* **Written problem a**
Render into French the following sentence from the vacuum bulb patent excerpt: "A vacuum bulb according to claim 1, in which the interface between the dielectric coating and the outer surface of the chamber is sealed."

* **Excerpt provided**
-------

It is observed that only the vacuum bulbs including the intermediate layer made of Silicone-1 and Silicone-2 resisted cracking, and had satisfactory dielectric properties after the hot and then cold thermal cycles.

The PFW, SA, SE and PD measurements made, after application of the alternative thermal cycles according to the profile represented in FIG. 4, are shown in table 5 below, the measuring conditions being as follows: temperature 23.7° C., pressure 1019.2 mbar and relative humidity 35.8%:

	TABLE 5
	Position of the electrical contacts
	Open position	Open position
	Voltage applied to the	Voltage applied to the
	stationary electrical contact	mobile electrical contact	Closed position
Silicone	PFW, SA, SE	PD (pC)	PFW, SA, SE	PD (pC)	PFW, SA, SE	PD (pC)
Silicone-1	PFW: OK	<5	PFW: OK	<5	PFW: OK	<5
(according to the	SA > 44 kVrms		SA > 44 kVrms		SA = 28 kVrms
invention)	SE > 44 kVrms		SE > 44 kVrms		SE = 24 kVrms
Silicone-2	Cracked vacuum bulb
(according to the
state of the art)
Silicone-3	Cracked vacuum bulb
(according to the
state of the art)

It is observed that only the vacuum bulb in accordance with the invention including the intermediate layer made of Silicone-1 resisted cracking, and had satisfactory dielectric properties after the alternative thermal cycles.

BIBLIOGRAPHY

• [1] EP 0 866 481 A2
• [2] U.S. Pat. No. 5,917,167
• [3] U.S. Pat. No. 5,750,581
• [4] EP 0 971 369 A1
• [5] EP 1 571 685 A1
• [6] WO 2009/106731 A2

Claims

1. A vacuum bulb including a sealed chamber and two electrical contacts which move relative to one another, where the said chamber includes a cylindrical body made of a dielectric material and closed at its ends by two metal covers, where each of these covers is connected to one of the electrical contacts, where the said vacuum bulb also includes a dielectric coating which covers the outer surface of the chamber, where this coating includes at least two layers, the first layer called the overmoulding layer being made of a synthetic material, and a second layer called the intermediate layer being made of silicone, where the said intermediate layer is interposed between the outer surface of the chamber and the overmoulding layer, characterised in that the intermediate layer is discontinuous and localised on the metal portions of the chamber so as to cover at least partially the outer surface of these metal portions, where the silicone of the intermediate layer includes hollow bodies, where these hollow bodies are compressible and have a skin made of a thermoplastic material.

2. A vacuum bulb according to claim 1, in which the hollow bodies are microspheres having an average diameter of between 1 μm and 800 μm, and advantageously of between 10 μm and 80 μm.

3. A vacuum bulb according to claim 1, in which the interface between the dielectric coating and the outer surface of the chamber is sealed.

4. A vacuum bulb according to claim 1, also including at least one protective metal screen positioned inside the chamber and attached to it.

5. A vacuum bulb according to claim 4, in which the cylindrical body includes at least one first portion and one second portion and the protective metal screen is attached to the chamber by attachment means interposed between these first and second portions, where the intermediate layer is also localised on the said attachment means so as to cover at least the entire outer surface of the said attachment means.

6. A vacuum bulb according to claim 1, in which the cylindrical body is made of a ceramic material, advantageously of alumina, and possibly enamelled.

-------

* **Information shown**

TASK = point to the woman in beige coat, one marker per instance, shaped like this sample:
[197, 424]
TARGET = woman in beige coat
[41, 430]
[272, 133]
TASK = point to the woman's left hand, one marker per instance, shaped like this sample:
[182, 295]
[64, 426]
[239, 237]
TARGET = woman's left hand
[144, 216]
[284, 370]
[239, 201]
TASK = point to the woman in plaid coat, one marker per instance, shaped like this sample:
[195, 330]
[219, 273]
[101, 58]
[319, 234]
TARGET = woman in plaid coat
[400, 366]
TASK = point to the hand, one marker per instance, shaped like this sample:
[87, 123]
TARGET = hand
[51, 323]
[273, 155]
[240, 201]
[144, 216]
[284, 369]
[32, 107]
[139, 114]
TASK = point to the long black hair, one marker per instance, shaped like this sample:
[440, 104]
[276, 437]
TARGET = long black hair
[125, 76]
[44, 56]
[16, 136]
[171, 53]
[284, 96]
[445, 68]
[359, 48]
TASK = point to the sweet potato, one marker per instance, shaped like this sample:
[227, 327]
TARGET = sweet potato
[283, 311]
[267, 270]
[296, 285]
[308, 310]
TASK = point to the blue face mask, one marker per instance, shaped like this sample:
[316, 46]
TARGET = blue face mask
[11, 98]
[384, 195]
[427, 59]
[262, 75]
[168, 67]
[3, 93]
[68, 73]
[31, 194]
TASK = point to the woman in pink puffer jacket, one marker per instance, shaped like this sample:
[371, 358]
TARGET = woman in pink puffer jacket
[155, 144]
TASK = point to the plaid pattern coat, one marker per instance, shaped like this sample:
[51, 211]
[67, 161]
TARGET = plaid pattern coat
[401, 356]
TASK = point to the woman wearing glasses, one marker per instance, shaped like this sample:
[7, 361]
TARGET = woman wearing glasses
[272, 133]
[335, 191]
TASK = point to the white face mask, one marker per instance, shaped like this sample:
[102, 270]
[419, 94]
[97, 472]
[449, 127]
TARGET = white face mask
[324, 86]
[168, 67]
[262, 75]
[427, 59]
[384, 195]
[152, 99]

-------

* **Written problem b**
Output as a numbered list the stretch of the entries from the line containing "TASK = point to the woman wearing" through the last line of the entries, both ends included and blank lines omitted.

* **Result a**
Ampoule à vide selon la revendication 1, dans laquelle l'interface entre le revêtement diélectrique et la surface extérieure de la chambre est étanche.

* **Result b**
1. TASK = point to the woman wearing glasses, one marker per instance, shaped like this sample:
2. [7, 361]
3. TARGET = woman wearing glasses
4. [272, 133]
5. [335, 191]
6. TASK = point to the white face mask, one marker per instance, shaped like this sample:
7. [102, 270]
8. [419, 94]
9. [97, 472]
10. [449, 127]
11. TARGET = white face mask
12. [324, 86]
13. [168, 67]
14. [262, 75]
15. [427, 59]
16. [384, 195]
17. [152, 99]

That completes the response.